Required work =>
Rewrite every item below, swapping "Markers" for "Points" wherever it occurs and changing nothing else. Leave the pictures out of your answer.

— BEGIN Input data —

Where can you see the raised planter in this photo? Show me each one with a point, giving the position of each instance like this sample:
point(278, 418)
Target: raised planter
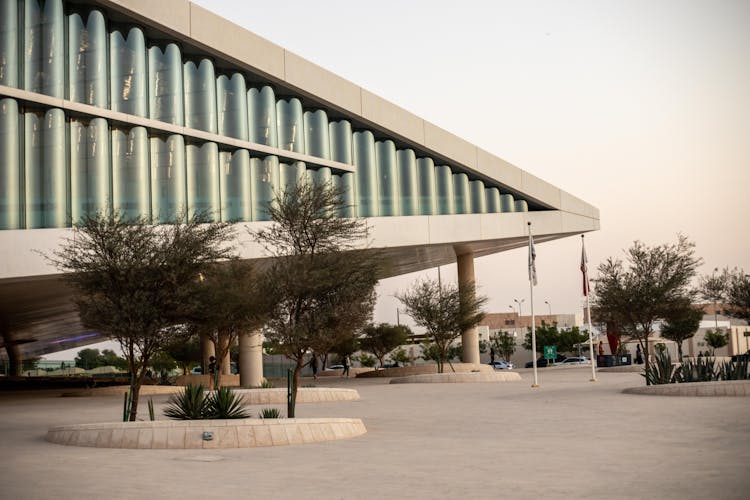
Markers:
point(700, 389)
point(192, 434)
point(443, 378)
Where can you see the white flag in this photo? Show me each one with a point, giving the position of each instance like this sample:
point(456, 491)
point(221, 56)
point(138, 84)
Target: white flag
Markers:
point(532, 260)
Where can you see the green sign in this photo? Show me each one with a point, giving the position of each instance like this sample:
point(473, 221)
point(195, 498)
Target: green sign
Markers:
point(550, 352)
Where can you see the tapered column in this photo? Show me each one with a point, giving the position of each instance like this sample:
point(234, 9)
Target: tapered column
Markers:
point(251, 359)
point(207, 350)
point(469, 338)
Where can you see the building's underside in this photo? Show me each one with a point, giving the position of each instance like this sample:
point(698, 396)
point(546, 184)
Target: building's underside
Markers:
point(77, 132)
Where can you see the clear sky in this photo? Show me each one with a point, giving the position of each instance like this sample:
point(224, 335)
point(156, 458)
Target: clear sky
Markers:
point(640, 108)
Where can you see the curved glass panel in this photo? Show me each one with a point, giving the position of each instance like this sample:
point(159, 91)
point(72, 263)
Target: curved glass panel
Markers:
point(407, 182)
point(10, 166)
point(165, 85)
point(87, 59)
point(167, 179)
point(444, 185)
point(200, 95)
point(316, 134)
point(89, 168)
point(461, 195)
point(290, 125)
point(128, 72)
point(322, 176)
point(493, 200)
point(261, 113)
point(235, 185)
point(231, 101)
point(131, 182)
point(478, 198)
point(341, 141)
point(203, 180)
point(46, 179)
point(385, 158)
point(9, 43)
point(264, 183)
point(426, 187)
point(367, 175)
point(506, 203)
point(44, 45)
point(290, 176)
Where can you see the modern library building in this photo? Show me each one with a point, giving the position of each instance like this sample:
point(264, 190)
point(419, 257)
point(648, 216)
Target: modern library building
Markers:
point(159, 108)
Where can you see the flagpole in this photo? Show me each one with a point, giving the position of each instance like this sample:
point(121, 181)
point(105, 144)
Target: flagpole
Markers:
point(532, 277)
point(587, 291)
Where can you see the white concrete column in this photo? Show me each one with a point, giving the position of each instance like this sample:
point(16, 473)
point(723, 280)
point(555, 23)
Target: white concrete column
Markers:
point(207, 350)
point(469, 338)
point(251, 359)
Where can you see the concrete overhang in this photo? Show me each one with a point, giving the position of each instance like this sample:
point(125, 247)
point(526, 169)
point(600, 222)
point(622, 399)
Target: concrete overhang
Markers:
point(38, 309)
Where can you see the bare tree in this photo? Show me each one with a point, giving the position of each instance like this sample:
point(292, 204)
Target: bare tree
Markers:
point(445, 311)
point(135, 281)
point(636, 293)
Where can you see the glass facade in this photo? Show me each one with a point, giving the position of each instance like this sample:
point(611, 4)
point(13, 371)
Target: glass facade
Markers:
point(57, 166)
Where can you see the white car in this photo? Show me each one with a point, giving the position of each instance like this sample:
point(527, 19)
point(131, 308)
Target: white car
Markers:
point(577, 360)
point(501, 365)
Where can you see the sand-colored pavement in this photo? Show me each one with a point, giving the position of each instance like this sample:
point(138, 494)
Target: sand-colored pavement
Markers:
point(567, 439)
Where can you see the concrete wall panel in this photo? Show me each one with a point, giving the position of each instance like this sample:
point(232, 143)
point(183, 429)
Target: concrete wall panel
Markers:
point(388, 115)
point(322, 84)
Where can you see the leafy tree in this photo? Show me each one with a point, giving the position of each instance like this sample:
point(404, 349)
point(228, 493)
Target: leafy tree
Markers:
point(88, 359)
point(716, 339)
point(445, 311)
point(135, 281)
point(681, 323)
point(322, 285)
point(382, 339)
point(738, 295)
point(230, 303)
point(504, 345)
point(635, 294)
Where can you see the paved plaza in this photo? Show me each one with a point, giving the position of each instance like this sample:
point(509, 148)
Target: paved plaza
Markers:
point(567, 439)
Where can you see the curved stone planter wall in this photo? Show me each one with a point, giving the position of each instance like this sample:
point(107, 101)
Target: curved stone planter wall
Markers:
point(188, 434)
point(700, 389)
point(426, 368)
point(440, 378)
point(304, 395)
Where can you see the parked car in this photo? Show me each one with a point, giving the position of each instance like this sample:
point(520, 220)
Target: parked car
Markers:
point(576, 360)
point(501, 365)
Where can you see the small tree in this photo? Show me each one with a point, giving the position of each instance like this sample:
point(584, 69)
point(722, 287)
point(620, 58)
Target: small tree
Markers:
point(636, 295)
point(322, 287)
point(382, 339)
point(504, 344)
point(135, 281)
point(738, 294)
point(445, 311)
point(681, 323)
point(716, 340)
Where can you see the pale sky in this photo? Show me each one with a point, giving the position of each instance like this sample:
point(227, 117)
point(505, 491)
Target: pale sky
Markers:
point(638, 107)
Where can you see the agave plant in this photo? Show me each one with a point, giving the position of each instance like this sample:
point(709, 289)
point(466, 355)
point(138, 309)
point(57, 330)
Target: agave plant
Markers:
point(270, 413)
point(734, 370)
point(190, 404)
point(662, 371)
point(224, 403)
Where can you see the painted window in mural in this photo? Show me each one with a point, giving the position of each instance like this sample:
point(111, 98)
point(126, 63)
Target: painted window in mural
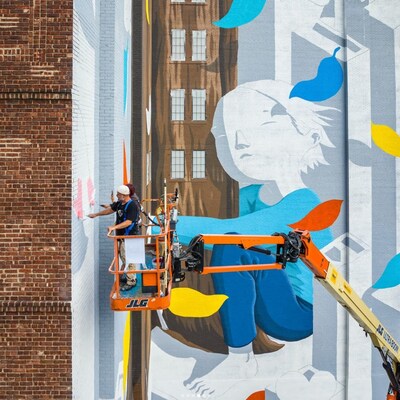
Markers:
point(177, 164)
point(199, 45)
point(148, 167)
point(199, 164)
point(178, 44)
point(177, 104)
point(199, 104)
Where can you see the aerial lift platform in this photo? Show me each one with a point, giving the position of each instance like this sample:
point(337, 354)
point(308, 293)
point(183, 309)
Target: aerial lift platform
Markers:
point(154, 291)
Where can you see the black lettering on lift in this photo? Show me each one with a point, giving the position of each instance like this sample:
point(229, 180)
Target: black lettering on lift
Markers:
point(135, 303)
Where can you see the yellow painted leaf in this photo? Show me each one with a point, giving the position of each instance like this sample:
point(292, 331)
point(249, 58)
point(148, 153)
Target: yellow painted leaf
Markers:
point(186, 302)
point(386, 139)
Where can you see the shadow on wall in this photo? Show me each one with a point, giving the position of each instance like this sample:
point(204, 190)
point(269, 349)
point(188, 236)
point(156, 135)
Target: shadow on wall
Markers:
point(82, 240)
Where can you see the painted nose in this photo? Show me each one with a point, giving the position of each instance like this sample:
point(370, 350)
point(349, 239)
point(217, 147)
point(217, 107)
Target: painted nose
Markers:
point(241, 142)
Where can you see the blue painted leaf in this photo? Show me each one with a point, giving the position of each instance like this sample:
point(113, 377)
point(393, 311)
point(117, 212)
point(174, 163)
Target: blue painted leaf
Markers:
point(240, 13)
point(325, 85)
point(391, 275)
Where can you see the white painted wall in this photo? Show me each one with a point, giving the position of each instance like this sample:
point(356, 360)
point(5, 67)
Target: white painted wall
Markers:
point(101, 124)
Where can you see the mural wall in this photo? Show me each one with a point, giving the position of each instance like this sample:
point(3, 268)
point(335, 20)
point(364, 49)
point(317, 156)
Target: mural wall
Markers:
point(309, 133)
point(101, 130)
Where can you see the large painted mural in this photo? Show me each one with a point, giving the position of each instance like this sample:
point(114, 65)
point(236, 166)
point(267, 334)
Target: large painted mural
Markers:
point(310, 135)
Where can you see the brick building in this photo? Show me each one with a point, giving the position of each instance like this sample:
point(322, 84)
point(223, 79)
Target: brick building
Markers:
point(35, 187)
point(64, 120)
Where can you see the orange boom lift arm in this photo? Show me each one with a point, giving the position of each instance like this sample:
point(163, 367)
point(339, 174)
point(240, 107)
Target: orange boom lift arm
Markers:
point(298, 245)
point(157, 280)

— END Input data —

Exercise solution =>
Where can you see the raised planter in this photo? Show me each one with a point, giving the position of each instance like this sample:
point(278, 418)
Target: raised planter
Points:
point(700, 389)
point(192, 434)
point(443, 378)
Where can you see the white flag in this photo? Show me each one with a point, giving the position of each instance like this sample:
point(456, 491)
point(221, 56)
point(138, 84)
Target: white flag
Points:
point(532, 260)
Where can you see the green sign in this photo? Show me each one with a point, giving the position of each instance like this sample:
point(473, 221)
point(195, 498)
Target: green sign
Points:
point(550, 352)
Where can you see the tapered column in this photo? Show me each one with a point, giving the position of each instance like this sample:
point(234, 9)
Target: tapered column
Points:
point(251, 359)
point(207, 350)
point(469, 338)
Where can you see the building's underside in this photo? Show me each one with a point, giving the position of each instance like this sample:
point(698, 396)
point(546, 184)
Target: building's underside
Points:
point(77, 132)
Where can you see the clear sky in this photo? Show me each one with a point, giving the position of each instance like this sample:
point(224, 335)
point(156, 458)
Target: clear sky
Points:
point(640, 108)
Where can you see the curved glass panel in this photo? Show me each one with a point, giving the position of each instance like this sample:
point(159, 91)
point(72, 263)
Target: curved glass panel
Points:
point(407, 182)
point(10, 166)
point(165, 85)
point(87, 59)
point(167, 179)
point(444, 185)
point(200, 95)
point(316, 134)
point(89, 168)
point(461, 195)
point(290, 125)
point(128, 72)
point(322, 176)
point(493, 200)
point(261, 113)
point(235, 185)
point(231, 101)
point(131, 182)
point(478, 198)
point(341, 141)
point(203, 180)
point(46, 179)
point(385, 158)
point(9, 43)
point(264, 183)
point(426, 187)
point(367, 175)
point(506, 203)
point(44, 45)
point(290, 176)
Where can you see the modern library building in this photo? Show me each one with a point, giving the position of each instance like this sample:
point(264, 190)
point(419, 257)
point(648, 216)
Target: modern library building
Points:
point(159, 108)
Where can you see the flagpole in this photo? Show me each one with a point, giving the position of each instance like this sample:
point(121, 181)
point(105, 144)
Target: flagpole
Points:
point(532, 277)
point(587, 291)
Where can you see the white concrete column in this photo? Show me each one with a point, giving the position of each instance like this sample:
point(16, 473)
point(723, 280)
point(555, 23)
Target: white concrete column
Points:
point(207, 350)
point(469, 338)
point(251, 359)
Where can you see the concrete overhang in this photo? Show me each one with a point, giving the position of each instance like this sample:
point(125, 247)
point(526, 169)
point(600, 222)
point(622, 399)
Target: concrete overhang
Points:
point(38, 309)
Where can you see the bare tree in this photo? Show me each one with a point, giving the position of each instance like this sample:
point(292, 204)
Target: bare tree
Points:
point(445, 311)
point(135, 281)
point(636, 293)
Where can you see the glass facade in this photo? Show me each one with a point, giving the position of each instance like this sample:
point(611, 4)
point(13, 371)
Target: glass facade
Points:
point(57, 166)
Where can you see the white car in this photo? Show me each one with a point, giving the position of each instance like this sample:
point(527, 19)
point(131, 308)
Target: white car
Points:
point(577, 360)
point(501, 365)
Where can you see the sand-colored pavement in this photo? Show me each one with a point, giving the position of each instance like this sample:
point(138, 494)
Target: sand-colored pavement
Points:
point(567, 439)
Where can you see the concrete wall panel in this photo? Show me each one with a point, giving the position of each instance like this sample:
point(232, 143)
point(183, 429)
Target: concrete wall panel
Points:
point(388, 115)
point(322, 84)
Where can you see the leafy tree in this photo? Show me each one with a point, giving the position of each instance like this sample:
point(404, 349)
point(228, 493)
Target: leafy tree
Points:
point(88, 359)
point(716, 339)
point(445, 311)
point(135, 281)
point(681, 323)
point(322, 285)
point(382, 339)
point(738, 295)
point(230, 303)
point(504, 345)
point(635, 294)
Where can you see the paved plaza in this photo? Show me each one with a point, giving the position of each instance like this sample:
point(509, 148)
Target: paved plaza
Points:
point(567, 439)
Where can you see the curved stone planter wall in this photo? Show me each one with a point, giving the position of each instance like this sample:
point(107, 101)
Target: curved stone planter wall
Points:
point(188, 434)
point(700, 389)
point(426, 368)
point(440, 378)
point(304, 395)
Where can you see the parked car in this photo? Show me each one with a point, giving the position of each instance like this sample:
point(520, 220)
Target: parked car
Points:
point(576, 360)
point(501, 365)
Where can you see the small tree in this photo? Show me each one with a point, giving the position of each instance like this sample:
point(584, 69)
point(722, 287)
point(620, 58)
Target: small tree
Points:
point(636, 295)
point(322, 287)
point(382, 339)
point(504, 344)
point(135, 281)
point(738, 294)
point(445, 311)
point(681, 323)
point(716, 340)
Where can you see the pale sky in this photo? Show me each one with a point, giving the position of each instance like this sample:
point(227, 117)
point(505, 491)
Target: pale sky
Points:
point(638, 107)
Where can you see the agave plant in this photo? Show me each one with a point, giving the position of each instance like this sample:
point(709, 289)
point(466, 355)
point(138, 309)
point(57, 330)
Target: agave plant
Points:
point(270, 413)
point(734, 370)
point(190, 404)
point(662, 371)
point(224, 403)
Where can you see the painted window in mural in this photo? Show me each one with a point, giving the position of each instance like this sample:
point(111, 98)
point(126, 63)
Target: painted window in mural
Points:
point(177, 164)
point(199, 45)
point(148, 167)
point(199, 164)
point(178, 44)
point(177, 104)
point(199, 104)
Where can you see the aerial lift platform in this photo? Show me each one with a point, giving the position of each instance like this sample:
point(337, 354)
point(308, 293)
point(183, 309)
Target: aerial lift platform
Points:
point(154, 291)
Where can you see the black lettering on lift in this photo? Show me each one with a point, giving the position of each instance like this sample:
point(229, 180)
Target: black lettering on lift
Points:
point(135, 303)
Where can you see the yellow painted leaf in this photo? Show me each one with a point, giving the position of each instance like this sample:
point(292, 331)
point(249, 58)
point(148, 153)
Target: yellow painted leaf
Points:
point(186, 302)
point(386, 139)
Where can you see the shadow on wall in this photo? Show me each one with a point, giving the position of each instance like this sample:
point(204, 190)
point(269, 349)
point(188, 236)
point(156, 135)
Target: shadow on wall
Points:
point(82, 240)
Where can you see the painted nose in this photo? Show me each one with a point, giving the position of each instance like this sample:
point(370, 350)
point(349, 239)
point(217, 147)
point(217, 107)
Target: painted nose
Points:
point(241, 142)
Where can you see the blue painted leaf in this photo? Show me each one with a point, giving the position of each instance like this sample:
point(113, 377)
point(393, 311)
point(117, 212)
point(174, 163)
Target: blue painted leaf
Points:
point(240, 13)
point(325, 85)
point(391, 275)
Where can you see the white painted wall in this photo? Show me each one with a point, giving the position of each instance like this sample:
point(356, 360)
point(5, 67)
Target: white painted wall
Points:
point(101, 124)
Where can you see the mural wall in this photo? Show me each one with a point, giving the position of each instance like this sample:
point(3, 268)
point(335, 20)
point(364, 49)
point(317, 156)
Target: mural wall
Points:
point(309, 133)
point(101, 130)
Where can you see the large painted mural in this photo? Show me each one with a point, giving the position of each instance like this sample:
point(114, 65)
point(236, 166)
point(267, 334)
Target: large painted mural
Points:
point(310, 135)
Where can you see the brick building in this photo? Show me each one with a point, giving the position of each instance like this sample:
point(322, 84)
point(223, 79)
Target: brick building
Points:
point(35, 187)
point(64, 120)
Where can you see the orange boom lift arm in this photo? Show me each one with a point, giving the position of each instance like this sample:
point(163, 367)
point(339, 174)
point(240, 107)
Target: orange boom lift arm
Points:
point(298, 245)
point(157, 280)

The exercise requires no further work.